What to work on: Write out every line of the listing below word for word, omitting the pictures.

Records from a point-labeling set:
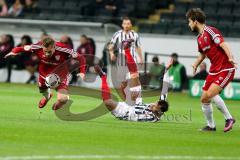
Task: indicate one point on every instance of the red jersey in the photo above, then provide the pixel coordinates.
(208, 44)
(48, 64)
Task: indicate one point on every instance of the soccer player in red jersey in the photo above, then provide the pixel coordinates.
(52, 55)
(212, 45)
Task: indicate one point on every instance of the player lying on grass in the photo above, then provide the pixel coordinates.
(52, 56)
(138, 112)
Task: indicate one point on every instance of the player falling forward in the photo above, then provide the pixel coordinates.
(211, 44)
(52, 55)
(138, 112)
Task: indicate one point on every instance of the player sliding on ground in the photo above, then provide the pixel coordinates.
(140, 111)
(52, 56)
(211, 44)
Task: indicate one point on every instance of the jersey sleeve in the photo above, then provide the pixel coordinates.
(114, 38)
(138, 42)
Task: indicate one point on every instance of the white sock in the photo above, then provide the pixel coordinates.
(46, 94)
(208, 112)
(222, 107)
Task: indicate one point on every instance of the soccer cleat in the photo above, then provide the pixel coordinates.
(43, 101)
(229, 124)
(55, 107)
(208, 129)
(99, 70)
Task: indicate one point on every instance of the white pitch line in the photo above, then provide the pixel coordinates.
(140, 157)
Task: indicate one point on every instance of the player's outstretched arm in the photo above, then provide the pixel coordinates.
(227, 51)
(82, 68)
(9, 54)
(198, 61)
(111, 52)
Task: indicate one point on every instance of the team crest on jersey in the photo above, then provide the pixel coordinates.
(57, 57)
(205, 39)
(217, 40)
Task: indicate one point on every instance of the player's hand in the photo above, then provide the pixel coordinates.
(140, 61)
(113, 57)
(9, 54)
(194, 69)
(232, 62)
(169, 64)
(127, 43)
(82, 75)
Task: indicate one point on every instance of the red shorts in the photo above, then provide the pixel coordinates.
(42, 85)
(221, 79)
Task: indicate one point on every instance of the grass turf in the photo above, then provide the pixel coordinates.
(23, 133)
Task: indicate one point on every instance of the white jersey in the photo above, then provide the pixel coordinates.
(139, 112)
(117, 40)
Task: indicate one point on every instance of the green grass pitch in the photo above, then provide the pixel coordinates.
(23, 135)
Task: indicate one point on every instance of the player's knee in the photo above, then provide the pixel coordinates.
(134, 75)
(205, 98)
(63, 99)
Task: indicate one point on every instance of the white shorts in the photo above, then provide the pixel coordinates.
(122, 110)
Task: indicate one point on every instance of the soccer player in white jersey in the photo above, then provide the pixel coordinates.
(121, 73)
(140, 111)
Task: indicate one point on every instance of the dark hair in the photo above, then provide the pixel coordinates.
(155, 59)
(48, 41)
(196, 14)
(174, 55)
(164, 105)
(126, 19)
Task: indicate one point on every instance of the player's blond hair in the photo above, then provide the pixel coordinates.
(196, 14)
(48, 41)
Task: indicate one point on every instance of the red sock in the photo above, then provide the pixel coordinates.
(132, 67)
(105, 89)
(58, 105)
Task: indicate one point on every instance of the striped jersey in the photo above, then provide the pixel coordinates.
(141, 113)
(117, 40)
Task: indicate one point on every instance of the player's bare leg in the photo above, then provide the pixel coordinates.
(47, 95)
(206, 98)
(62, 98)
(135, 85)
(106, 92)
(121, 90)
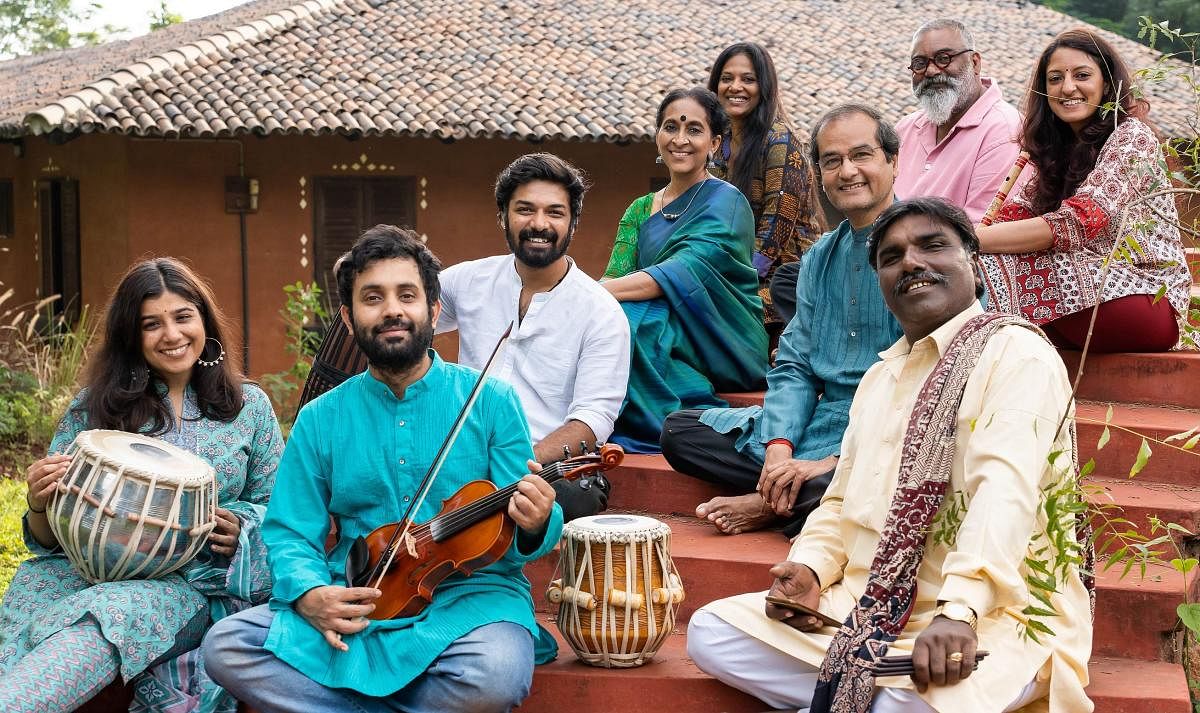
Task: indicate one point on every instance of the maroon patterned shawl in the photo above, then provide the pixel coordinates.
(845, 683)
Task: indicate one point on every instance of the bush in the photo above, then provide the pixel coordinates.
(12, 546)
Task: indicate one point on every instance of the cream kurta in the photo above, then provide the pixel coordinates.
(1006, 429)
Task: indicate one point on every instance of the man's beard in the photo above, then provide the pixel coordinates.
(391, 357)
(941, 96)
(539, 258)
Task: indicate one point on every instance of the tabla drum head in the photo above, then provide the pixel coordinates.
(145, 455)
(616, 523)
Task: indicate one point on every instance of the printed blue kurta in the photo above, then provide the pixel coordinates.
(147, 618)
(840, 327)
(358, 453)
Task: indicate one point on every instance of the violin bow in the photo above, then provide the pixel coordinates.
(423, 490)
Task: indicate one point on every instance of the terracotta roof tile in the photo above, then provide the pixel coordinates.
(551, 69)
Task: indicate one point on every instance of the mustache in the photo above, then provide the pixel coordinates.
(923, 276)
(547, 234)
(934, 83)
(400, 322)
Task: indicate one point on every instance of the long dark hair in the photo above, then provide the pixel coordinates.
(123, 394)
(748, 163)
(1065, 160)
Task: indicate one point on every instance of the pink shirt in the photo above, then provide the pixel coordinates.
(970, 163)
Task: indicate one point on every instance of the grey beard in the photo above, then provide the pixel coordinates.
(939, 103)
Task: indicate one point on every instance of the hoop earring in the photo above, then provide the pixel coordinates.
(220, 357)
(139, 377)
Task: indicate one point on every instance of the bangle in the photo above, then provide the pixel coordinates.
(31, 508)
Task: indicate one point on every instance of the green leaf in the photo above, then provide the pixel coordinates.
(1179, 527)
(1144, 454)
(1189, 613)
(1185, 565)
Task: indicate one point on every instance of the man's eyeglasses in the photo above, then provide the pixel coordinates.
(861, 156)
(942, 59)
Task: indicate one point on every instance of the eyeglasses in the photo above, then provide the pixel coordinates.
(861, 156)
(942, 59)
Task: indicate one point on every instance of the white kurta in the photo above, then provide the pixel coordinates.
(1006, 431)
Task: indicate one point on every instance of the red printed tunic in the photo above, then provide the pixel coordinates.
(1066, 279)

Reply to the exercise:
Task: indicate one point on every instance of the red jersey in the photo above, then provide the pixel coordinates.
(208, 44)
(48, 64)
Task: indicate one point on every instance of the soccer player in red jersey in the photo above, then provide the pixel coordinates.
(52, 55)
(212, 45)
Task: indicate one point on every instance of the player lying on grass in the photo above, then provide the pixel coordinates.
(52, 56)
(138, 112)
Task: indicate one point on every instance of the player falling forward in the photo above, then provide the pixel coordinates.
(211, 44)
(52, 55)
(138, 112)
Task: indicate one point on every instance of the player sliding on ground in the photo above, then provide the pixel coordinates.
(140, 111)
(52, 56)
(211, 44)
Task: indicate one point on every instance of the jersey sleeve in the photo above, then provide the pixel coordinates.
(114, 38)
(138, 42)
Task: indicate one point on every instance of the white sock in the photo above, then provide the pixel coordinates.
(46, 94)
(208, 112)
(222, 107)
Task: indicate one point on every instance of the soccer cleat in the photo above, then provide the pixel coordinates.
(43, 101)
(229, 124)
(55, 107)
(208, 129)
(99, 70)
Task: indicate one point on every instance of the white pitch line in the photo above, then provide the pixel coordinates.
(140, 157)
Task: indicate one point on every instance of the player's outstretched arm in the photo above, then provide the pixel coordinates.
(227, 51)
(82, 68)
(9, 54)
(198, 61)
(111, 52)
Task: indicate one point on every instance of the team crest on jersey in the photo above, then provide the pixel coordinates.
(57, 57)
(205, 39)
(217, 40)
Task: indicate one point on every instance of the player's hand in the photo above, then provide the pixel coordinates.
(140, 61)
(113, 57)
(9, 54)
(194, 69)
(232, 62)
(169, 64)
(127, 43)
(82, 75)
Task: indicate one point on every instance of the red shorts in the photo above, then provide the pixel coordinates.
(42, 85)
(221, 79)
Task: indicate one point on every instance of the grass turf in the photo above, then provide the pixel coordinates.
(23, 133)
Task: indicate one point on every instance of the white jersey in the photo above, then provide the pixel coordinates.
(139, 112)
(117, 40)
Task: indicate one point on every instance of the green grass pitch in the photo above, then provide the pixel coordinates.
(23, 135)
Task: indicate one point on every instance of the player's knee in the photo above, then provide the pixel coordinates.
(134, 75)
(205, 98)
(63, 99)
Task: indicate one point on every instance of the white shorts in the photo above, then provide the pixel coordinates.
(122, 110)
Task: indicate one point on every instance of the soccer player in white jersey in the photo above, then provide the pixel coordinates.
(121, 73)
(140, 111)
Task: indicate one point on every instance of the dark hair in the photo above, then provide the pixel coordinates.
(155, 59)
(48, 41)
(196, 14)
(174, 55)
(164, 105)
(126, 19)
Task: indicate one point on every instance of the player's blond hair in the photo above, then provide the pixel coordinates.
(196, 14)
(48, 41)
Task: indicate one point on every instance of the red sock in the photo above, then provide the pixel coordinates.
(132, 67)
(105, 89)
(58, 105)
Task: indicate one point on every instance of the striped jersey in the photo above, then provide the pixel coordinates.
(141, 113)
(117, 40)
Task: indicate one point on every instance of the player's bare leg in the photo above, then provide the pixel coordinates.
(47, 95)
(206, 98)
(62, 98)
(135, 85)
(106, 92)
(121, 90)
Task: indicate one point on every instance of the maroon patterned shawl in the photo above, then provide the pixel coordinates.
(845, 683)
Task: indicate one point on every instance of the bush in the photo above, then provide the pixel coordinates.
(12, 546)
Task: indicate one point on every instance of the cream kurta in the photo above, then provide the pixel coordinates.
(1006, 429)
Task: indicate one point on every instance of the man's beard in the photo above, then provide the pixel coordinates.
(391, 357)
(941, 96)
(539, 258)
Task: indicate one point on every instance of the tabla drum head in the photo above, then provide the pixel coordinates.
(145, 455)
(616, 523)
Task: indicate one point on every instance of the printed blue kurta in the photo above, then provide the pixel coordinates.
(147, 618)
(840, 327)
(358, 453)
Task: indicate one point on every instance of the violin bow in the photo above, then provide the pixel coordinates.
(423, 490)
Task: indicate one point on every instance of the terracotta roof tile in the photo above, then provide the pixel coordinates.
(551, 69)
Task: indicate one point on every instance of the mustache in the photo above, then provide the pixel coordinates.
(923, 276)
(547, 234)
(934, 83)
(400, 322)
Task: indicate one point on every instance of the long dark hair in the photo above, then provide the pixel coordinates.
(123, 394)
(748, 163)
(1065, 160)
Task: indicate one point on every instance of the pink shirt in the photo above, then provide the pixel coordinates.
(970, 163)
Task: indicate one point on every instance of the grey beard in the photo above, then provide the pixel coordinates.
(939, 103)
Task: indicate one point on every instance of the hoop earring in the photo above, then provide the pixel coordinates.
(220, 357)
(139, 377)
Task: indicate one point on every instance of the bangle in the photo above, then provide the pixel coordinates.
(31, 508)
Task: indicate one point on every instance of the green leaf in the photo above, then provide the pixel coordinates.
(1179, 527)
(1144, 454)
(1189, 613)
(1185, 565)
Task: indicate one point on every instance of the man's eyeglasses in the photo above, then provide the pixel coordinates.
(861, 156)
(942, 59)
Task: indicate one point on every instance of the eyeglasses in the photo above, then provide the pixel coordinates.
(861, 156)
(942, 59)
Task: indicate one point on every instance of the white kurta in the photo above, then provide the pixel coordinates.
(1006, 431)
Task: indicate one point on every instance of the red printed tunic in the photo above, then provide the pixel coordinates.
(1066, 279)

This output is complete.